Task to carry out> Please copy out the whole passage on biomarkers of food intake word for word.

Biomarkers of food intake
Twelve BFIs were previously identified to be (putative) markers of fruit, vegetable, and chocolate intake in children and adolescents and were externally replicated [17]. The following metabolites were selected: theobromine, xanthosine, cyclo(L-prolyl-L-valyl), octenoylcarnitine, 5-hydroxyindoleacetic acid (5-HIAA), D-pantothenic acid, hippuric acid, ferulic acid 4-O-glucuronide, ferulic acid 4-O-sulfate, and gentisic acid. These BFIs were measured in urine samples routinely collected during the IDEFICS/I.Family study [24]. Urine samples were stored at the study centers and shipped to the central biorepository at regular intervals. From the main biorepository, the 1800 urine samples were shipped to the laboratory at the International Agency for Research on Cancer (IARC, Lyon, France), where the urine samples were analyzed by liquid chromatography–MS–based untargeted metabolomics as previously described [17]. The MS analysis was analyzed in polarity-switching electrospray ionization mode. The samples were analyzed in 10 independent batches, with sample pairs randomly assigned across the batch and repeated samples next to each other. The mean storage time between collection and metabolomic analysis was ∼14 y (W0), 12 y (W1), and 8 y (W3). The metabolite annotation was also carried out at the IARC. For a more detailed description of the untargeted metabolomics analysis, see Supplemental Material, and for an overview of the response variability of the quality controls, see Supplemental Figures 1 and 2 in the Supplemental Material. A brief description of the metabolites and their identification are also provided in the Supplemental Material and Supplemental Table 1.

Collected data:
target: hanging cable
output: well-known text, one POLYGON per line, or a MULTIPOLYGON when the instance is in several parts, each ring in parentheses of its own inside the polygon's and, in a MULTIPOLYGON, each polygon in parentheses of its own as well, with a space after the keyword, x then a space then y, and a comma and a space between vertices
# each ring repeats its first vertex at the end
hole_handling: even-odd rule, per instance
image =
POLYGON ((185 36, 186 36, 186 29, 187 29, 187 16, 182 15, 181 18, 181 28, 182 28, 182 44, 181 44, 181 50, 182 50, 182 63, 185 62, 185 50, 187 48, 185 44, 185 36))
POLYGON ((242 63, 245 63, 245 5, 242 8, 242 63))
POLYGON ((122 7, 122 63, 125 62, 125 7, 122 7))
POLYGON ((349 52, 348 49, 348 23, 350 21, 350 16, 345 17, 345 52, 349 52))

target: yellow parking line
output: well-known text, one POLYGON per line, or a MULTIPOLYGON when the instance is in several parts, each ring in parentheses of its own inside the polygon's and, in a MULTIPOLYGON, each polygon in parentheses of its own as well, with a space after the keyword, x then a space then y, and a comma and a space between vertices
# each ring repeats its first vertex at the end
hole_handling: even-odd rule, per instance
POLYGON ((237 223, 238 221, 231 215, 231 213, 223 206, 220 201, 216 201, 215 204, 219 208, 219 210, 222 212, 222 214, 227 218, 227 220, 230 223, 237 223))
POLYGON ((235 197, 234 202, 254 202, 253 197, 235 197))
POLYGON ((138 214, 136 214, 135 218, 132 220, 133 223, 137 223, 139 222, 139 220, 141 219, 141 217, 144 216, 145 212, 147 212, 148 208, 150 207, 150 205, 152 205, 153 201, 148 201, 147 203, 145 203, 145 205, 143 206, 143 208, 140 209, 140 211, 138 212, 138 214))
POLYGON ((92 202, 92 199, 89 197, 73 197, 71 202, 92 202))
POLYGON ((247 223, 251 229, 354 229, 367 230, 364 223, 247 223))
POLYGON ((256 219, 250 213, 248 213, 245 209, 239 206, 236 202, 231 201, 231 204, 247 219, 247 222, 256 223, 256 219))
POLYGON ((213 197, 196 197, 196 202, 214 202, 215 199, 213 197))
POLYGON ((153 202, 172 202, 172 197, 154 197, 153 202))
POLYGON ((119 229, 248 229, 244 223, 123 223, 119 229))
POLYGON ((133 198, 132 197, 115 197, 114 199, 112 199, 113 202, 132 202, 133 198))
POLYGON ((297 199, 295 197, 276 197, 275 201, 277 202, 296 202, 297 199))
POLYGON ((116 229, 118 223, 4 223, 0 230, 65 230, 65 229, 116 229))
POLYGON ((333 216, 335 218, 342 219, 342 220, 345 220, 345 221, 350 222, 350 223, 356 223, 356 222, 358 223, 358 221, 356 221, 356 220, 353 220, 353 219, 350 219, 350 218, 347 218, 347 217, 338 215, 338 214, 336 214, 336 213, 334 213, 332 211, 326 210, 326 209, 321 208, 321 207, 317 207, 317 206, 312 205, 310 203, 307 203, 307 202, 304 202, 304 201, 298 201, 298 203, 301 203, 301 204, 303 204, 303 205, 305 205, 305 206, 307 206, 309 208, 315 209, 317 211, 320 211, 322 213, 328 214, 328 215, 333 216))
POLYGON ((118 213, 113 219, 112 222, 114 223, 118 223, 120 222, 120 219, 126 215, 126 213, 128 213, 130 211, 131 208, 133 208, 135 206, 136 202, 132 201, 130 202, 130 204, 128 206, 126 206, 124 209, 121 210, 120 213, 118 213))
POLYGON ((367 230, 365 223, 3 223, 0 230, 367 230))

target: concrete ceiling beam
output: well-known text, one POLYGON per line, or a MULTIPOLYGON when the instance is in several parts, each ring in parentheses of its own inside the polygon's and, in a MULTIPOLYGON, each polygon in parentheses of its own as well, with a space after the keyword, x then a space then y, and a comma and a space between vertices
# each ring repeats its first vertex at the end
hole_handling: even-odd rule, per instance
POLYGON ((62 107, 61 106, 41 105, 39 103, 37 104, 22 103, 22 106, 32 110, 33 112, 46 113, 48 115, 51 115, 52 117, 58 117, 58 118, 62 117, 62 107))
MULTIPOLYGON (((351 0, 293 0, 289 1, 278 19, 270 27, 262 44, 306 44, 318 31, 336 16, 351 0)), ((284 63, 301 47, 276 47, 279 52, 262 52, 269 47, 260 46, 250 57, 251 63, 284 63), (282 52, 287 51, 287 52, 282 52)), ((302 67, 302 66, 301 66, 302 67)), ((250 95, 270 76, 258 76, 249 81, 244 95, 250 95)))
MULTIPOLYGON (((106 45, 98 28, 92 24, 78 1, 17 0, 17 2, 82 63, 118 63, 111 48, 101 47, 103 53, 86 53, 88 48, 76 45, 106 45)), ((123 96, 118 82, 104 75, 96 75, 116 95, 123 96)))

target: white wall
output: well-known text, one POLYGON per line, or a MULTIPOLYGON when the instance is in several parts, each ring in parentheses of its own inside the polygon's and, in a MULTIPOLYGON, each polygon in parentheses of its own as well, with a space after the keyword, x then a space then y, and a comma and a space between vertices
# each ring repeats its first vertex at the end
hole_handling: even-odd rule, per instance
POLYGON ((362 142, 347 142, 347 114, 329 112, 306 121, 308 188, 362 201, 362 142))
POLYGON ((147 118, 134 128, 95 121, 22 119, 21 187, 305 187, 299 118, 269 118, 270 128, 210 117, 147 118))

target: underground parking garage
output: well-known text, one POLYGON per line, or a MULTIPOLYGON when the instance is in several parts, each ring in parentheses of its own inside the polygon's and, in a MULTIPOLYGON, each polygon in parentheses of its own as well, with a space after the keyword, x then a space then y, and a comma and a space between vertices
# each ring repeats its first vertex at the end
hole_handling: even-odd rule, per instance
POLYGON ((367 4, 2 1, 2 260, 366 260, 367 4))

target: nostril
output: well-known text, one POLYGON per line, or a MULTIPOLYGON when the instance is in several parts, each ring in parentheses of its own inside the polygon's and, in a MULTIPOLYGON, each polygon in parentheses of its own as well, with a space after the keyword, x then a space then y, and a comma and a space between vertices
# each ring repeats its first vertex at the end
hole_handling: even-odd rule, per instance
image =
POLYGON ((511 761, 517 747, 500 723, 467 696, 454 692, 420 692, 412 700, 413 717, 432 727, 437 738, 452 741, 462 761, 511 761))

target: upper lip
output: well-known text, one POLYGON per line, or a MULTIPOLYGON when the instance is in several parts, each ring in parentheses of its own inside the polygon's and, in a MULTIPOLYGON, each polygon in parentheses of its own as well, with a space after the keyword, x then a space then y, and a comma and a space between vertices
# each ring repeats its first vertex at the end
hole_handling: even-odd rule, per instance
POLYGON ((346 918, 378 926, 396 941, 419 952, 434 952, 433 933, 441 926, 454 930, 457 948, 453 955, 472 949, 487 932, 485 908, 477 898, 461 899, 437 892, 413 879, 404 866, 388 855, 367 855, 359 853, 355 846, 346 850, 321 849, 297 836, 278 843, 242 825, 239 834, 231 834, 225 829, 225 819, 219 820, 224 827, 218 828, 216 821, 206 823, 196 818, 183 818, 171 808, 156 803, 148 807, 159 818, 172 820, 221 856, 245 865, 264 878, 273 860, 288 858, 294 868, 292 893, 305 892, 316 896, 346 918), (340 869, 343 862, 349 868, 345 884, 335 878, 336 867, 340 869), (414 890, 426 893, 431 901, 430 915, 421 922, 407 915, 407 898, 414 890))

Result of this task>
Biomarkers of food intake
Twelve BFIs were previously identified to be (putative) markers of fruit, vegetable, and chocolate intake in children and adolescents and were externally replicated [17]. The following metabolites were selected: theobromine, xanthosine, cyclo(L-prolyl-L-valyl), octenoylcarnitine, 5-hydroxyindoleacetic acid (5-HIAA), D-pantothenic acid, hippuric acid, ferulic acid 4-O-glucuronide, ferulic acid 4-O-sulfate, and gentisic acid. These BFIs were measured in urine samples routinely collected during the IDEFICS/I.Family study [24]. Urine samples were stored at the study centers and shipped to the central biorepository at regular intervals. From the main biorepository, the 1800 urine samples were shipped to the laboratory at the International Agency for Research on Cancer (IARC, Lyon, France), where the urine samples were analyzed by liquid chromatography–MS–based untargeted metabolomics as previously described [17]. The MS analysis was analyzed in polarity-switching electrospray ionization mode. The samples were analyzed in 10 independent batches, with sample pairs randomly assigned across the batch and repeated samples next to each other. The mean storage time between collection and metabolomic analysis was ∼14 y (W0), 12 y (W1), and 8 y (W3). The metabolite annotation was also carried out at the IARC. For a more detailed description of the untargeted metabolomics analysis, see Supplemental Material, and for an overview of the response variability of the quality controls, see Supplemental Figures 1 and 2 in the Supplemental Material. A brief description of the metabolites and their identification are also provided in the Supplemental Material and Supplemental Table 1.